A blockbuster report gives us startling new insight into what caused Prince’s sudden death

Painkillers and their possible role in the death of pop star Prince are the focus of an investigation by authorities.

Sources familiar with the investigation told the Minneapolis Star-Tribune that painkillers may have had a fatal impact on the singer in his final weeks.

wiki commons princeMichael Padden, longtime attorney for Prince’s siblings Lorna and  Duane Nelson , told the Star-Tribune that they had informed him more than a decade ago that the singer had a “significant problem” with the painkiller Percocet and cocaine.

“Both were really concerned it would end his life prematurely,” Padden said about the siblings who often discussed Prince’s drug problems with the attorney, the Star-Tribune reported.

“Lorna told me that her brother would die young,” Padden said, “before his time and of a heart attack.” He also told the paper that brother Duane paid straw buyers to get prescriptions that he then gave to Prince.

Lorna died in 2006, and Duane in 2011, according to the Star-Tribune.

(Stored data entries)

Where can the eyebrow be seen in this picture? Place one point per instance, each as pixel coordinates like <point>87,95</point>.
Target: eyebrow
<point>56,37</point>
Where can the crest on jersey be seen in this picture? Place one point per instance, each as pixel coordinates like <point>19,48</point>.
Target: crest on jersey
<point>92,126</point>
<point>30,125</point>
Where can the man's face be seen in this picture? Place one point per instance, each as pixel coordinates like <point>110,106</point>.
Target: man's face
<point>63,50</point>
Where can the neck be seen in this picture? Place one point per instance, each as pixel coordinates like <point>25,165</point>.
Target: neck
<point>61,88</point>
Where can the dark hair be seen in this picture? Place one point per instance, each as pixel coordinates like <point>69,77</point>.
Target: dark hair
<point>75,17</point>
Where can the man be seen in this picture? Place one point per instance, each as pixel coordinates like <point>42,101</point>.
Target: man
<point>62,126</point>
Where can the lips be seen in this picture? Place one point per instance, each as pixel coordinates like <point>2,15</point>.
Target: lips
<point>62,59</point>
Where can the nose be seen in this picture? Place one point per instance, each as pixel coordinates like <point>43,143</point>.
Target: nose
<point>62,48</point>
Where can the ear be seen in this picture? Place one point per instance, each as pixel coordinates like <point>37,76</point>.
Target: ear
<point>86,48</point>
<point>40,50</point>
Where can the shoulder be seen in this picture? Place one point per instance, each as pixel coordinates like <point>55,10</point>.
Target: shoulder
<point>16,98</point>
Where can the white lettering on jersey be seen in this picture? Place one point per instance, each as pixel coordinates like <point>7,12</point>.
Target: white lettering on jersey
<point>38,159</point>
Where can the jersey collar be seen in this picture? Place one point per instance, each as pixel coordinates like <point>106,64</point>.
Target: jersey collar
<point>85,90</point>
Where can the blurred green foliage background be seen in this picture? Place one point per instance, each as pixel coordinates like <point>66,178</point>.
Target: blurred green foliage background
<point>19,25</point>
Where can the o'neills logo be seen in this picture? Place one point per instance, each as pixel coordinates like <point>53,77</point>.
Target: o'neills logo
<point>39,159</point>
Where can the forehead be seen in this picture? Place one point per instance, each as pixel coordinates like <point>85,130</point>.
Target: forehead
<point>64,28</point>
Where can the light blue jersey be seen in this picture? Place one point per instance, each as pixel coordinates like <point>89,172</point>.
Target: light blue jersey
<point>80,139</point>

What the task asks:
Reproduce the entire article about Prince's death word for word.

Finished exercise:
A blockbuster report gives us startling new insight into what caused Prince’s sudden death

Painkillers and their possible role in the death of pop star Prince are the focus of an investigation by authorities.

Sources familiar with the investigation told the Minneapolis Star-Tribune that painkillers may have had a fatal impact on the singer in his final weeks.

wiki commons princeMichael Padden, longtime attorney for Prince’s siblings Lorna and  Duane Nelson , told the Star-Tribune that they had informed him more than a decade ago that the singer had a “significant problem” with the painkiller Percocet and cocaine.

“Both were really concerned it would end his life prematurely,” Padden said about the siblings who often discussed Prince’s drug problems with the attorney, the Star-Tribune reported.

“Lorna told me that her brother would die young,” Padden said, “before his time and of a heart attack.” He also told the paper that brother Duane paid straw buyers to get prescriptions that he then gave to Prince.

Lorna died in 2006, and Duane in 2011, according to the Star-Tribune.